== PROBLEM TO SOLVE ==
Filter the records below and copy out every line that contains the word "woman".

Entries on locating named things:
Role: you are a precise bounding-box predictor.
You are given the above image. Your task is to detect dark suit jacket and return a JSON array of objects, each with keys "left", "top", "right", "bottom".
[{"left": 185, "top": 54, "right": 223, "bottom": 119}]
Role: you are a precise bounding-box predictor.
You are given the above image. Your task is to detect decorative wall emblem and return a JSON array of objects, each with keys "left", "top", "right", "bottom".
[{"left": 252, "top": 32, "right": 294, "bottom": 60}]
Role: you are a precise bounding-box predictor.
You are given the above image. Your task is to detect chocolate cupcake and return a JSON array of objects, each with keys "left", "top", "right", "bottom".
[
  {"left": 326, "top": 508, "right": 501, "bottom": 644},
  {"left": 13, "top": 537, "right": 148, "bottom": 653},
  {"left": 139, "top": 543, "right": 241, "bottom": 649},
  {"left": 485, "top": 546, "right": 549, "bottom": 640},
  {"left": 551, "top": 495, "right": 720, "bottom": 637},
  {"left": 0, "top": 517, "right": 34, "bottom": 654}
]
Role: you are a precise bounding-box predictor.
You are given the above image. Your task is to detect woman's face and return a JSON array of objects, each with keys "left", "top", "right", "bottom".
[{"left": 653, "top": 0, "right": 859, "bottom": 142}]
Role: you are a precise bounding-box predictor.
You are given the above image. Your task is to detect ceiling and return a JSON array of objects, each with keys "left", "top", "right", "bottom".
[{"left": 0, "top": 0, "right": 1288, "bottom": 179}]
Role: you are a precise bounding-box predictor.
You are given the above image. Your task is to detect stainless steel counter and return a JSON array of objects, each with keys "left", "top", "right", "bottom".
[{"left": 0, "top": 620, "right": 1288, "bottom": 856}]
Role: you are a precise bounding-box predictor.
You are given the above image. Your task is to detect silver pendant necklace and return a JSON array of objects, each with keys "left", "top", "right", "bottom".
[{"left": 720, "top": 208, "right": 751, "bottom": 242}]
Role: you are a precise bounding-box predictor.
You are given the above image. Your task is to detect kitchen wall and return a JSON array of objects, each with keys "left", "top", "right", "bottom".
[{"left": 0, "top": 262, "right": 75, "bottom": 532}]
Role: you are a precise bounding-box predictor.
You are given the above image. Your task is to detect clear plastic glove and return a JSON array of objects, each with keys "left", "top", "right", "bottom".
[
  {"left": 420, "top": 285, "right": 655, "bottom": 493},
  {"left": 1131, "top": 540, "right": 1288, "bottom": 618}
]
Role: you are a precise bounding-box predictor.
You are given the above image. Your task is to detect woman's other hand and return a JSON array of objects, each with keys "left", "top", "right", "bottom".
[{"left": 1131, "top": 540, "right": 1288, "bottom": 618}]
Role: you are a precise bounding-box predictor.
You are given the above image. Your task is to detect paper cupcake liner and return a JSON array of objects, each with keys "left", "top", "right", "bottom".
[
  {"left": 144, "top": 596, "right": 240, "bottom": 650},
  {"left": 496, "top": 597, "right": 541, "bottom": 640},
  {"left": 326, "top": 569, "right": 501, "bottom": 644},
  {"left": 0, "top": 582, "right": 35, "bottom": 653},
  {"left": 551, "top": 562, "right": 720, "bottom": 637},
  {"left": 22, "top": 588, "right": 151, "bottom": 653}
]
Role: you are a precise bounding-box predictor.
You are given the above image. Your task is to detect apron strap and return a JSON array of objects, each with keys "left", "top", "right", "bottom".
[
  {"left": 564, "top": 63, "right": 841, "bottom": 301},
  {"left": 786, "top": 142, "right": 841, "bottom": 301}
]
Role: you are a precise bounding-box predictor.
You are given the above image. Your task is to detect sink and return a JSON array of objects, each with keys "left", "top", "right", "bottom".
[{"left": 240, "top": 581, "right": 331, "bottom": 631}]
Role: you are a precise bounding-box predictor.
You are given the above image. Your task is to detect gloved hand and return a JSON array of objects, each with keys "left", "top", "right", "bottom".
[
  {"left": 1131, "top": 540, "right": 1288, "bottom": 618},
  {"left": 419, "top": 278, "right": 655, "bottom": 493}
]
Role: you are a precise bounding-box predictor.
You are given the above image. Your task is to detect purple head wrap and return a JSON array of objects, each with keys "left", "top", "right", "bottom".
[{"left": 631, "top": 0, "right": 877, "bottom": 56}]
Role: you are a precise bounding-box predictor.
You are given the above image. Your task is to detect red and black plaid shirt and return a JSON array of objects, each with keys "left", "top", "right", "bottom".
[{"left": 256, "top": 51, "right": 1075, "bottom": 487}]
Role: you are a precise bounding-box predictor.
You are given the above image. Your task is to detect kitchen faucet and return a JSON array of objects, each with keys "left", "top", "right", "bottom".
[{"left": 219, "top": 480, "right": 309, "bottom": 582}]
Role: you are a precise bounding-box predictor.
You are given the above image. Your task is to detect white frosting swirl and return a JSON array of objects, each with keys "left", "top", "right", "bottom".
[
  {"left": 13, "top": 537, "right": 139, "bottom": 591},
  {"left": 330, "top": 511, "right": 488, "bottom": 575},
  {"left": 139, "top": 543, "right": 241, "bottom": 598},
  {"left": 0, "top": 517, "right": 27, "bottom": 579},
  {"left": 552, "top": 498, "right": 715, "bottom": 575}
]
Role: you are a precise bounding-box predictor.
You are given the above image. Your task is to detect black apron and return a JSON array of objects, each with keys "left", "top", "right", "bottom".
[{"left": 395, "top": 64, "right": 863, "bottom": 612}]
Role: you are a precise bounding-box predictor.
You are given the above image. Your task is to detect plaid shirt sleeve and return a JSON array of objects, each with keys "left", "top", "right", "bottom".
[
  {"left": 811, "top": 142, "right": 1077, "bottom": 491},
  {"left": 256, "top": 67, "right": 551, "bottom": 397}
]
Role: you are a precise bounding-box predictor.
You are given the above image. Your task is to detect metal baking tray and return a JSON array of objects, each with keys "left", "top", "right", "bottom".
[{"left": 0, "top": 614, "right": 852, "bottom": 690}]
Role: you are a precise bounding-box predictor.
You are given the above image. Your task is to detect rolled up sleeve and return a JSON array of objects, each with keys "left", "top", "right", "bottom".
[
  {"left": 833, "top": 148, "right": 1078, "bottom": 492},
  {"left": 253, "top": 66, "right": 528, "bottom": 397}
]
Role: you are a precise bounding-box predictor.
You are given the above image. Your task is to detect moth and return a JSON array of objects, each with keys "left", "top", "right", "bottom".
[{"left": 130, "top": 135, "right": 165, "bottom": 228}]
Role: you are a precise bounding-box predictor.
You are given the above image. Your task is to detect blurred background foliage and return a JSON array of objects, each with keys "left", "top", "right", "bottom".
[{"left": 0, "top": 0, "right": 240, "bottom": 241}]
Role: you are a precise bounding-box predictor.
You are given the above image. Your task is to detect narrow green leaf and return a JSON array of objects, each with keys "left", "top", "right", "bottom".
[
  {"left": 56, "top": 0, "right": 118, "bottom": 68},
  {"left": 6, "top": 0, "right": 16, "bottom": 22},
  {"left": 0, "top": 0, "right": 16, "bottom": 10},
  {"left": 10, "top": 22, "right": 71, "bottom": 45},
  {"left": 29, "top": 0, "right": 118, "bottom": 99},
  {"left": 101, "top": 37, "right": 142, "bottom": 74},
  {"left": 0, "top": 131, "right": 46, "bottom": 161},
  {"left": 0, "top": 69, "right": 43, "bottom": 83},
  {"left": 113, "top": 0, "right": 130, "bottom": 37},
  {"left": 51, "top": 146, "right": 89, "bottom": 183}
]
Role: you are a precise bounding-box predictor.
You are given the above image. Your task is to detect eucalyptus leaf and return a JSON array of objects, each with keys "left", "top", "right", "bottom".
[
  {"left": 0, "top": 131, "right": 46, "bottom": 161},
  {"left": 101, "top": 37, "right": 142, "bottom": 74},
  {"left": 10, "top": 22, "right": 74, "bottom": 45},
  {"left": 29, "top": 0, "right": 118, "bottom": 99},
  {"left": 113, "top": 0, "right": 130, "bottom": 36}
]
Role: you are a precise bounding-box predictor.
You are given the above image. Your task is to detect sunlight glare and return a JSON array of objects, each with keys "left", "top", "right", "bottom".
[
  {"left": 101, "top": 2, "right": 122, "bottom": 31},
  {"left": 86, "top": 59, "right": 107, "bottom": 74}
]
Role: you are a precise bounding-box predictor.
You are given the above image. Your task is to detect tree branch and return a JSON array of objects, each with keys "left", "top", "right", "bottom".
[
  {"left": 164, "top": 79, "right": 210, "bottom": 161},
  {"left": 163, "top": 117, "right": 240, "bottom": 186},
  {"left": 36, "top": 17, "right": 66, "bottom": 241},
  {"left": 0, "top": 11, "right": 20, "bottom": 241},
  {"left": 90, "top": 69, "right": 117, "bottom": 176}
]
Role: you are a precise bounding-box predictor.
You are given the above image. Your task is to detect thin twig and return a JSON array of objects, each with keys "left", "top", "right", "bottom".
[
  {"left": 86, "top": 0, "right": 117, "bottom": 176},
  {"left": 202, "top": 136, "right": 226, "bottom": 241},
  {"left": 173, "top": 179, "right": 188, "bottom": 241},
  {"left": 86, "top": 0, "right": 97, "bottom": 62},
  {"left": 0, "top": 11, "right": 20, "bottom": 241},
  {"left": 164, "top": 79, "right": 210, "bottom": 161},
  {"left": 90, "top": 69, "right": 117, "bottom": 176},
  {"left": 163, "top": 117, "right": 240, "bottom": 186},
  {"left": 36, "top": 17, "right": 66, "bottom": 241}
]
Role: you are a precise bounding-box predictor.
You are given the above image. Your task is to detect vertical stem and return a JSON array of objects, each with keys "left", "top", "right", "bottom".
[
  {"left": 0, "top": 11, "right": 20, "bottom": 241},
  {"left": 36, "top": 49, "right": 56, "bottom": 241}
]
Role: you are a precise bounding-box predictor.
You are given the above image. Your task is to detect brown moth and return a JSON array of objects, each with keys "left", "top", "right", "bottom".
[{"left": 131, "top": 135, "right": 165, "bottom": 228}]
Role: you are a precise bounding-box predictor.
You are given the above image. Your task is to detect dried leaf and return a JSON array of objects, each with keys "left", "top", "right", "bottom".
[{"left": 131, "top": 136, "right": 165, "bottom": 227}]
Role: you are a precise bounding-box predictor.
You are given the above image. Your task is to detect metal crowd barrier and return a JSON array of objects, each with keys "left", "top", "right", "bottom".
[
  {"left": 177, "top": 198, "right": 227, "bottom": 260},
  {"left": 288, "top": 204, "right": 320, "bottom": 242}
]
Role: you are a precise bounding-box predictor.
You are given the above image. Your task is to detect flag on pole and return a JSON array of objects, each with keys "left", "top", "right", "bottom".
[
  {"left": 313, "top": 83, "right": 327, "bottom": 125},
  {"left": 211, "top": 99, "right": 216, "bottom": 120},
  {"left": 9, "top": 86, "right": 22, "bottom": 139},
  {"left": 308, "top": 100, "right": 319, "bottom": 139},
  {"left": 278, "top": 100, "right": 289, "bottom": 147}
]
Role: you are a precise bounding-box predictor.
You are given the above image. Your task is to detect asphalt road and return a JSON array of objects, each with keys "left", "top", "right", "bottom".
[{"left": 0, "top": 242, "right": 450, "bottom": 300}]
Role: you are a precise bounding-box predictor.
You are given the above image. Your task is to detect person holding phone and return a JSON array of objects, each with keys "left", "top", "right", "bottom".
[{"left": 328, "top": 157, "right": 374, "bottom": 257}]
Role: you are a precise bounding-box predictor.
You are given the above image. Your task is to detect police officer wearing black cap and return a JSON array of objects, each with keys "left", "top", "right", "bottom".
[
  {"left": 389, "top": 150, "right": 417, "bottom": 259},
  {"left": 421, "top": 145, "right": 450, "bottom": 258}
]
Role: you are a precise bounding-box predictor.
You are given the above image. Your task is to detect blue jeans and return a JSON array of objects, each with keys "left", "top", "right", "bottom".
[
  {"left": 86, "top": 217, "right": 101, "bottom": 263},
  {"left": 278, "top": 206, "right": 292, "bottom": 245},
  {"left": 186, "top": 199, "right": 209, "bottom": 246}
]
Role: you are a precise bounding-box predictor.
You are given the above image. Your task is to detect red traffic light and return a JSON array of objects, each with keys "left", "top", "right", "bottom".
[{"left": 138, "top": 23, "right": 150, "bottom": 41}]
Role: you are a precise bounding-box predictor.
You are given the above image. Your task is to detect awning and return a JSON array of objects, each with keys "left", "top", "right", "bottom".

== FINISHED EXERCISE ==
You are given the above image. Your task is to detect woman's face and return a JSON array of objects, each with keys "left", "top", "right", "bottom".
You are given the above image. Your task is to detect woman's other hand and return a JSON array of objects, each with keys "left", "top", "right", "bottom".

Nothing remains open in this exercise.